Dataset items
▶
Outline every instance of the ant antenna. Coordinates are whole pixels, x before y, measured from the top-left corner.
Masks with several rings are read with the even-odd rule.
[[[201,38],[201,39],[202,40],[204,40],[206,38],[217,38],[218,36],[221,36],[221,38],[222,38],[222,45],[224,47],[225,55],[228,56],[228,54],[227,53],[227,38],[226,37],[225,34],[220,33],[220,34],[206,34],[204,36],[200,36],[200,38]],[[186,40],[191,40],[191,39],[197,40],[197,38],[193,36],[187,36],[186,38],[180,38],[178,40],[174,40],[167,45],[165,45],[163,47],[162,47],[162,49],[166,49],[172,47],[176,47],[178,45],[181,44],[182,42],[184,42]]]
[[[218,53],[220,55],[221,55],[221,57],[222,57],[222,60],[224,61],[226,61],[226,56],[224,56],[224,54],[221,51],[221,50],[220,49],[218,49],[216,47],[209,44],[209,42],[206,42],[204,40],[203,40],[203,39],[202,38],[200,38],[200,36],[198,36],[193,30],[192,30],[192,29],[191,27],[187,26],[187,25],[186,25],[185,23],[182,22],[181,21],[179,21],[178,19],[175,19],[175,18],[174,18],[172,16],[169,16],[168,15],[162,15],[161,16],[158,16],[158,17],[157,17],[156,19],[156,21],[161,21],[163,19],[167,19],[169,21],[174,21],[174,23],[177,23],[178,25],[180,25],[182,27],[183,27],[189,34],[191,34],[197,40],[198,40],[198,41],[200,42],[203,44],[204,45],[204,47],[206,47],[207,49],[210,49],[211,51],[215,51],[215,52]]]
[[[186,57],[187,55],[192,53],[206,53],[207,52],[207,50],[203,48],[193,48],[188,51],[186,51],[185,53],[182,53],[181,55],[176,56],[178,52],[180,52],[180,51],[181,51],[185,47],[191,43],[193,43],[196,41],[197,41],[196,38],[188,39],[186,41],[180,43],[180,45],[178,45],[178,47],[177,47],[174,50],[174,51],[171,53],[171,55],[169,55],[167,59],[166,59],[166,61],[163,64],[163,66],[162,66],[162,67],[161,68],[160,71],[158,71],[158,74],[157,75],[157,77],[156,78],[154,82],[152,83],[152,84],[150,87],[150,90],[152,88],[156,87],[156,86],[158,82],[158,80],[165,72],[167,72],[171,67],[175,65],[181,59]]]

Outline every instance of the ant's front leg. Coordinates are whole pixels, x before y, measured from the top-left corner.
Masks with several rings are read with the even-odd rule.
◀
Given task — Copy out every line of the data above word for word.

Full response —
Outline every instance of the ant antenna. Coordinates are whole pixels, x before y, measured from the top-left corner.
Masks with several rings are read with the even-odd rule.
[[[201,38],[201,39],[202,40],[204,40],[206,38],[217,38],[218,36],[221,36],[221,38],[222,38],[222,45],[224,47],[225,55],[228,56],[228,54],[227,53],[227,38],[226,37],[225,34],[220,33],[220,34],[206,34],[204,36],[200,36],[200,38]],[[186,40],[191,40],[191,39],[197,40],[197,38],[193,36],[187,36],[186,38],[180,38],[178,40],[174,40],[167,45],[165,45],[163,47],[162,47],[162,49],[166,49],[172,47],[176,47],[178,45],[181,44],[182,42],[184,42]]]
[[[218,53],[220,55],[221,55],[221,57],[222,57],[222,60],[224,61],[226,61],[226,56],[224,56],[224,54],[221,51],[221,50],[220,49],[218,49],[216,47],[209,44],[209,42],[206,42],[204,40],[203,40],[203,39],[202,38],[200,38],[200,36],[198,36],[193,30],[192,30],[192,29],[191,27],[187,26],[187,25],[186,25],[185,23],[182,22],[181,21],[179,21],[178,19],[175,19],[175,18],[174,18],[172,16],[169,16],[168,15],[162,15],[161,16],[158,16],[158,17],[157,17],[156,19],[156,21],[161,21],[163,19],[167,19],[169,21],[174,21],[174,23],[177,23],[178,25],[180,25],[182,27],[183,27],[189,34],[191,34],[197,40],[198,40],[198,41],[200,42],[203,44],[204,45],[204,47],[206,47],[207,49],[210,49],[211,51],[215,51],[215,52]]]
[[[186,57],[187,55],[192,53],[206,53],[207,52],[207,50],[203,48],[193,48],[188,51],[186,51],[185,53],[182,53],[181,55],[176,56],[178,52],[180,52],[180,51],[181,51],[185,47],[191,43],[193,43],[196,41],[197,41],[196,38],[188,39],[186,41],[180,43],[180,45],[178,45],[178,47],[177,47],[174,50],[174,51],[171,53],[171,55],[169,55],[167,59],[166,59],[166,61],[163,64],[163,66],[162,66],[162,67],[161,68],[160,71],[158,71],[158,74],[157,75],[157,77],[156,78],[154,82],[152,83],[152,84],[150,87],[150,90],[152,88],[156,87],[156,86],[158,82],[158,80],[165,72],[167,72],[171,67],[175,65],[181,59]]]

Outline every instance of the ant's front leg. Coordinates are whole pixels, x before y, measured from the top-left corner.
Masks with several rings are read with the even-odd rule.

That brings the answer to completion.